### Your assignment
The goal here is an exact copy of the entries below, without their pictures.

··· Data records

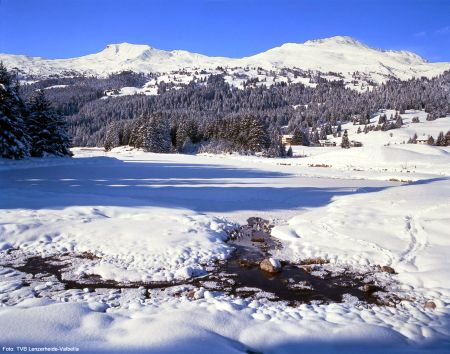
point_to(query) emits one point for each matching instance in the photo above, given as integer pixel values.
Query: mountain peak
(125, 50)
(346, 40)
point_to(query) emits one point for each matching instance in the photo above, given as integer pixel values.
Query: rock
(388, 269)
(317, 260)
(369, 288)
(270, 265)
(430, 305)
(257, 237)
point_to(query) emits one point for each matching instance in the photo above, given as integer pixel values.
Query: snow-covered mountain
(343, 55)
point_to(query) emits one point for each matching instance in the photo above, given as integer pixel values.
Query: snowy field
(147, 217)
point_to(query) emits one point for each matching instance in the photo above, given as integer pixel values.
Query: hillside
(340, 57)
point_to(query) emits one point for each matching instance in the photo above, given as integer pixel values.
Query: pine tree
(13, 139)
(440, 141)
(447, 139)
(345, 143)
(152, 134)
(290, 153)
(255, 136)
(398, 122)
(297, 137)
(112, 137)
(46, 129)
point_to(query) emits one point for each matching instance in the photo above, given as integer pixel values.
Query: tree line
(30, 128)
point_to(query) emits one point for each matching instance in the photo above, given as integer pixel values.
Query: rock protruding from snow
(270, 265)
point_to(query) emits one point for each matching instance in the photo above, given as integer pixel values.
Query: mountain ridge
(341, 54)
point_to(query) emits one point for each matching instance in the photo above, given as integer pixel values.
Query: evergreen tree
(13, 139)
(447, 139)
(297, 137)
(398, 122)
(290, 153)
(345, 143)
(46, 129)
(152, 134)
(254, 138)
(113, 136)
(440, 141)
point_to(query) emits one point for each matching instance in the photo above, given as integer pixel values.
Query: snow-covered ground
(163, 217)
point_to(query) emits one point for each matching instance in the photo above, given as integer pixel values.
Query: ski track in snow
(162, 217)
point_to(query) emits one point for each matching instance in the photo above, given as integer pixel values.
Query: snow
(338, 54)
(162, 217)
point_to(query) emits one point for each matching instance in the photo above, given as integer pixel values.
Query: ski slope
(339, 54)
(163, 217)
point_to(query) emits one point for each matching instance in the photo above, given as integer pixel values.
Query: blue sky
(67, 28)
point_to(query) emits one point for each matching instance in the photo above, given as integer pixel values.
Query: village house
(327, 143)
(286, 139)
(354, 143)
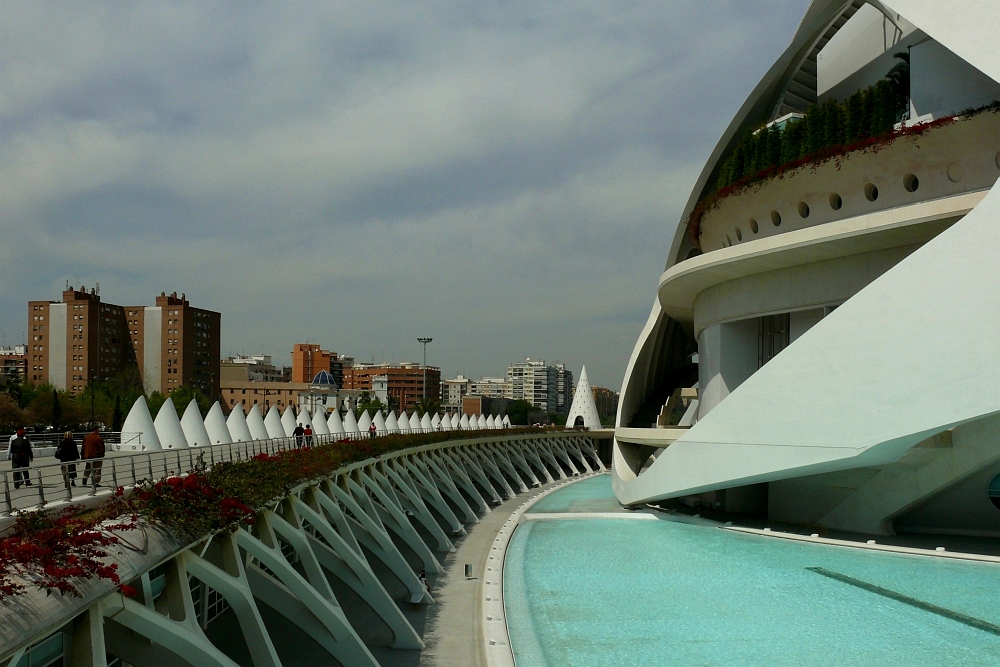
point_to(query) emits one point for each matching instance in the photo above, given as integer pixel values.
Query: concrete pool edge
(493, 613)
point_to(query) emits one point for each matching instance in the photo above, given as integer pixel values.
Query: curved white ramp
(194, 426)
(140, 423)
(168, 427)
(215, 424)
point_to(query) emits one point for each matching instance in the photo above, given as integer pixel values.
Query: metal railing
(47, 485)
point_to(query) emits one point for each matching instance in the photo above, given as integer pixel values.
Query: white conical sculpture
(391, 425)
(364, 422)
(237, 425)
(379, 422)
(583, 411)
(256, 424)
(194, 426)
(168, 427)
(138, 432)
(288, 421)
(304, 419)
(334, 424)
(272, 422)
(319, 422)
(403, 422)
(350, 423)
(215, 424)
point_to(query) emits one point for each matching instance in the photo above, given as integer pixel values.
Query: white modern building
(837, 317)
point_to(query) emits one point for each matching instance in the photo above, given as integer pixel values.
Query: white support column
(434, 471)
(324, 622)
(341, 561)
(430, 491)
(230, 581)
(411, 494)
(447, 461)
(86, 640)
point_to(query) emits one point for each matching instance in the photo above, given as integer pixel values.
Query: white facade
(843, 320)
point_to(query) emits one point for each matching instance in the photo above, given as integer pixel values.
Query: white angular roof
(583, 405)
(215, 424)
(255, 422)
(140, 423)
(194, 426)
(391, 425)
(237, 425)
(334, 423)
(404, 422)
(273, 423)
(320, 426)
(288, 421)
(364, 422)
(168, 427)
(350, 423)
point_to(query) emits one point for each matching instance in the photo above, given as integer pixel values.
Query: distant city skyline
(357, 175)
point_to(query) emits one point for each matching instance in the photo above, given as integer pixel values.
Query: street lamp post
(424, 388)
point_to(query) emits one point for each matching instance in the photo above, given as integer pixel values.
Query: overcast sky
(503, 176)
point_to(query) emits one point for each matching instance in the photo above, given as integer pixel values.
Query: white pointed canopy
(273, 423)
(168, 427)
(194, 427)
(255, 422)
(140, 423)
(215, 424)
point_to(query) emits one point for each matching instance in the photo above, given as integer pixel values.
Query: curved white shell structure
(194, 426)
(215, 425)
(140, 423)
(168, 427)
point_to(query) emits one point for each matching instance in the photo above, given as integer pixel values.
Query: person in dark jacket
(68, 454)
(93, 448)
(21, 457)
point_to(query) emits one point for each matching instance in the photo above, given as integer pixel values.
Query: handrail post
(41, 490)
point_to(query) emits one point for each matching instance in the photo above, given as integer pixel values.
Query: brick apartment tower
(77, 341)
(176, 345)
(83, 339)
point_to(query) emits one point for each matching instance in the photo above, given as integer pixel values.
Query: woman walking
(68, 454)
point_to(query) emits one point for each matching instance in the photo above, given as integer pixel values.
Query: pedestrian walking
(68, 454)
(20, 456)
(93, 451)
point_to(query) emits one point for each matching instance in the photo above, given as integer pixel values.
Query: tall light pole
(425, 341)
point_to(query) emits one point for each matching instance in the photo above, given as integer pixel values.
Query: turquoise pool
(628, 592)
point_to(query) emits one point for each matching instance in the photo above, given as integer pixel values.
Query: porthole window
(994, 491)
(956, 172)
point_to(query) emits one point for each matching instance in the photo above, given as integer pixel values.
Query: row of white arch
(141, 432)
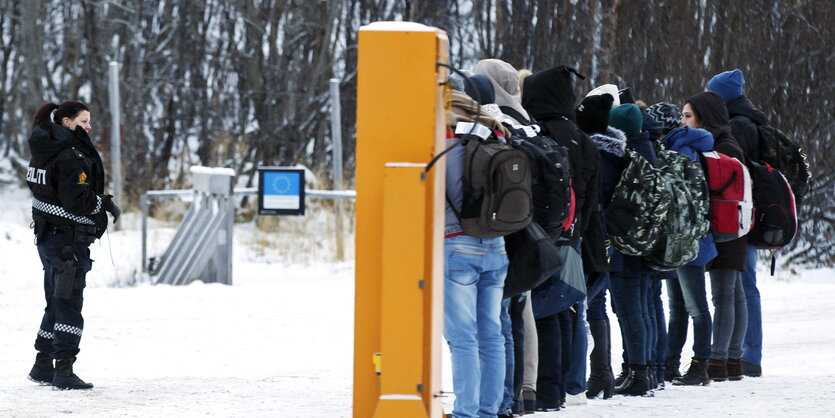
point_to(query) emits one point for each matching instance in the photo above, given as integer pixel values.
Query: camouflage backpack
(639, 206)
(688, 215)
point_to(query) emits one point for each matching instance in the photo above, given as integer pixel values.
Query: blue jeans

······

### Exercise response
point_to(query) emits one point for each matching instance in the photo above, given as integer pixel values.
Query: mountain peak
(125, 50)
(346, 40)
point_to(query) emits one point for each matching instance in the photo above, given as integer pixel values.
Query: rock
(388, 269)
(317, 260)
(369, 288)
(270, 265)
(430, 305)
(257, 237)
point_to(query) emits one point for each matching instance in the photo above, given as integer pixel values.
Query: snow-covered mountain
(343, 55)
point_to(query) emits one point for each matching instance in the photo above, given as integer pixel values.
Query: snowy field
(147, 217)
point_to(query) emits one point for each matching instance in the photo above, given as integer pixel values.
Query: hillside
(340, 57)
point_to(query) emits one point for each matching instance in the photo above, given as integer pixel values.
Query: pine tree
(13, 139)
(440, 141)
(447, 139)
(345, 143)
(152, 134)
(290, 153)
(255, 136)
(398, 122)
(297, 137)
(112, 137)
(46, 129)
point_to(query) emits one point for each matching instance in the photo above, given as integer pixel values.
Query: tree line
(30, 128)
point_to(query) emits one point for each matching instance in the photo above, given as integer pixel values.
Query: rock protruding from snow
(270, 265)
point_to(query) emits one point for each matching instance in the photo above, given as integer pixel values.
Query: mountain ridge
(341, 54)
point_to(query) emits one point for each matching instance in the photo above, given as integer pixel values.
Query: evergreen tree
(13, 139)
(447, 139)
(297, 137)
(398, 122)
(290, 153)
(345, 143)
(46, 129)
(152, 134)
(254, 138)
(113, 136)
(440, 141)
point_to(query) emits one point for each matching instance in the photo above, given as integer pixel values.
Query: snow-covered ground
(163, 217)
point_to(query) emits one point for each matching instance in the photo above, given as integer pixel values.
Query: ski track in snow
(162, 217)
point_to(query) emits one point for each matching instance in the photo above, given as integer pixel values.
Query: snow
(338, 54)
(162, 217)
point_to(query) emits one point for each matching instance in the photo above, given as integer pixel values.
Query: ski slope
(339, 54)
(163, 217)
point_to(query) emits one point for each matching instance in the photo above, given as integer pixel values.
Query: blue sky
(67, 28)
point_to(query) emits one point for each matching instance in the photo above, given as integer pixel values.
Query: village house
(327, 143)
(286, 139)
(354, 143)
point_to(query) emits one point for each matching instance in the photo above, given as integer pixel values.
Query: concrete pool edge
(493, 613)
point_to(query) emits one point for each matching instance in the photo above, given as integer pixel values.
Query: curved white ramp
(194, 426)
(140, 423)
(168, 427)
(215, 424)
point_to(query) emits one point for each matching instance in the photo above, given as integer pixel values.
Query: metal railing
(47, 485)
point_to(query) emits one point for each matching instance in the photo above, given as integer pixel values.
Query: white conical sculpture
(391, 425)
(364, 422)
(237, 425)
(379, 422)
(583, 411)
(256, 424)
(194, 426)
(168, 427)
(138, 432)
(288, 421)
(304, 419)
(334, 424)
(272, 422)
(319, 422)
(403, 422)
(350, 423)
(215, 424)
point_to(query) emits one point for each matching instance in the photo above, given as integer pixel values.
Query: white modern building
(837, 317)
point_to(query) emits one point for each matching instance in the photo above, given as integer pixel values.
Query: white support column
(434, 471)
(324, 622)
(341, 561)
(430, 491)
(230, 581)
(411, 494)
(447, 461)
(86, 640)
point_to(query) emits one point for each matching instance in the photo above, given as integer pixel values.
Query: white facade
(843, 320)
point_to(query) emits one point for each matching instance in the photo above, given as integer pixel values.
Query: white angular roof
(583, 405)
(215, 424)
(255, 422)
(140, 423)
(194, 426)
(391, 425)
(237, 425)
(334, 423)
(404, 422)
(273, 423)
(320, 426)
(288, 421)
(364, 422)
(168, 427)
(350, 423)
point_to(query) emits one point for each matching instance in the photo above, given as integer pixel values.
Query: distant city skyline
(357, 175)
point_to(query) emits one point for each matching instance in the photo above, given as integer pixel values.
Query: street lamp post
(424, 388)
point_to(query) emits one point for each matching instance in the photo above, given as integer pixel values.
Query: overcast sky
(503, 176)
point_to(query) emits one point for each matching instance in the photo above, given as integer pixel values.
Query: white pointed canopy
(273, 423)
(168, 427)
(194, 427)
(255, 422)
(140, 423)
(215, 424)
point_to(query) emits one point for each matching instance in the photo above, given as integer pixel values.
Query: curved white shell structure
(194, 426)
(215, 425)
(140, 423)
(168, 427)
point_to(query) emits one point for each matching instance in the photo above, given as integer pixel values.
Query: person in dark jacket
(68, 454)
(93, 448)
(21, 457)
point_to(query) emits one point for each matching instance in the photo above, given as integer pixel values.
Query: handrail post
(41, 490)
point_to(query) emits one point for each matching instance in the photo above, given as integer pixel values.
Query: brick apartment tower
(77, 341)
(176, 345)
(83, 339)
point_to(query) emits one point for each matching instance in the photo above, given as integer pixel values.
Query: woman walking
(68, 454)
point_to(query) emits one point for each matching instance in the photo above, given as integer pixel values.
Query: pedestrian walking
(68, 454)
(20, 456)
(93, 451)
point_to(query) emits one point for each matching instance in the photo above, given as integer pixel values.
Query: tall light pole
(425, 341)
point_to(query) emits one point for each matching instance in the photo above, given as integer pixel values.
Query: turquoise pool
(628, 592)
point_to(query) emits one point for each matching instance in the photo above, given as integer pixel values.
Query: porthole window
(994, 491)
(956, 172)
point_to(query) emits one point for each matching instance in the photo above, given as integer pixel values.
Query: row of white arch
(141, 432)
point_to(query) emits one point for each matching instance in the photo above, given as integer pixel values.
Query: camouflage backpack
(639, 206)
(688, 215)
point_to(query) emits one point for each matching instance in the photo above, given as integer pixel values.
Query: blue jeans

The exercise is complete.